# Qué se pide
[A] Indica qué frase, según el fragmento, le repetía un paje al oído a Darío cada vez que se sentaba a la mesa.
[B] Reescribe el fragmento desde "He visto relaciones" hasta "como una novedad.", poniendo "criado" en lugar de "paje".

# Fragmento seleccionado

════════════════

Aun entre las personas dotadas de tacto veo muchas que quieren y no pueden
apartarse ele la carrera emprendida, mientras buscan el punto para cerrar el
paso: marchan faramalleando y arrastrándose como hombres que sucumben de
debilidad. Sobre todo son peligrosos los viejos en quienes permanece vivo el
recuerdo de las cosas pasadas y que perdieron la memoria de sus repeticiones.
He visto relaciones muy agradables convertirse en aburridas en la boca de un
anciano, porque cada uno de los circunstantes las había oído cien veces por lo
menos.
La
segunda ventaja de la falta de memoria consiste en recordar menos las ofensas
recibidas; como decía Cicerón, para ello sería menester un protocolo. Darío,
para no echar en olvido la ofensa que había recibido de los atenienses, hacía
que un paje le repitiera al oído tres veces, siempre que se sentaba a la mesa:
«Señor, acordaos de los atenienses.» Además, los lugares y libros que veo por
segunda o tercera vez, se me ofrecen siempre como una novedad.

════════════════

# Las filas
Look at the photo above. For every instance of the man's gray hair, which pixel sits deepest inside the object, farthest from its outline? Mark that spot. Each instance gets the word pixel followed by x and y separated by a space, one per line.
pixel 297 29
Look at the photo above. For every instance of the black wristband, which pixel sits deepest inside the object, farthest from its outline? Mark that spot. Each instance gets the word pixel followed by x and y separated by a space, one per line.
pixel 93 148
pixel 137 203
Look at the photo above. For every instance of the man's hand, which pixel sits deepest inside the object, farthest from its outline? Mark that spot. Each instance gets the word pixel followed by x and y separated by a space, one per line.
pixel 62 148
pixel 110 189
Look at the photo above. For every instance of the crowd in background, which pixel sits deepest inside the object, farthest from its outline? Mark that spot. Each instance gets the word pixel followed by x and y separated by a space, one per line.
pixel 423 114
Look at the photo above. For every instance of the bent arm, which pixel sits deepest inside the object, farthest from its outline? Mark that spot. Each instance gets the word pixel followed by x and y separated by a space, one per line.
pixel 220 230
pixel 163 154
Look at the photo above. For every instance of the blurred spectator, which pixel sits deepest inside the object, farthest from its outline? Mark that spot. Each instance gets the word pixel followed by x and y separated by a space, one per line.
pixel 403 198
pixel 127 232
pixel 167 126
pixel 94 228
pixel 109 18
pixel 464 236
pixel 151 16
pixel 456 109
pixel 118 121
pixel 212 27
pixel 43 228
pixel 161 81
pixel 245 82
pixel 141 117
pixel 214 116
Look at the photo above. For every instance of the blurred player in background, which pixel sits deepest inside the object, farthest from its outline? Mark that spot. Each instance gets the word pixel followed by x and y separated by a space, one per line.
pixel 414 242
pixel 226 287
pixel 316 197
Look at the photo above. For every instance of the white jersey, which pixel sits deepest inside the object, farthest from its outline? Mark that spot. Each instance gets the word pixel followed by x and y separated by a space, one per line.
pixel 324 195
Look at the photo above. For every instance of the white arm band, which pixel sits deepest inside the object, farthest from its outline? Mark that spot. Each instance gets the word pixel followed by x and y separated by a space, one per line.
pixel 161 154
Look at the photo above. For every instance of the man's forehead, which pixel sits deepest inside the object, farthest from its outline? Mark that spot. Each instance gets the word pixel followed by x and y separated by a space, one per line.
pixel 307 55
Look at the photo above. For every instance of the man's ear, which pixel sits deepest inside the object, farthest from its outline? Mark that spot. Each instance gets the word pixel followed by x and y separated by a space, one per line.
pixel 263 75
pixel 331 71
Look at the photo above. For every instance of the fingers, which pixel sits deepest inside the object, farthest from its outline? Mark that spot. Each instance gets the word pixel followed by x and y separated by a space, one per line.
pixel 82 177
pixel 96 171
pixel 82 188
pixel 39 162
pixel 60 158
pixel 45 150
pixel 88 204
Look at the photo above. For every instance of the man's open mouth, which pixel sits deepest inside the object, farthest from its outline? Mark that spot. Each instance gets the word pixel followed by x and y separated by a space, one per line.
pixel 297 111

════════════════

# Respuestas dadas
[A] «Señor, acordaos de los atenienses.»

[B]
He visto relaciones muy agradables convertirse en aburridas en la boca de un
anciano, porque cada uno de los circunstantes las había oído cien veces por lo
menos.
La
segunda ventaja de la falta de memoria consiste en recordar menos las ofensas
recibidas; como decía Cicerón, para ello sería menester un protocolo. Darío,
para no echar en olvido la ofensa que había recibido de los atenienses, hacía
que un criado le repitiera al oído tres veces, siempre que se sentaba a la mesa:
«Señor, acordaos de los atenienses.» Además, los lugares y libros que veo por
segunda o tercera vez, se me ofrecen siempre como una novedad.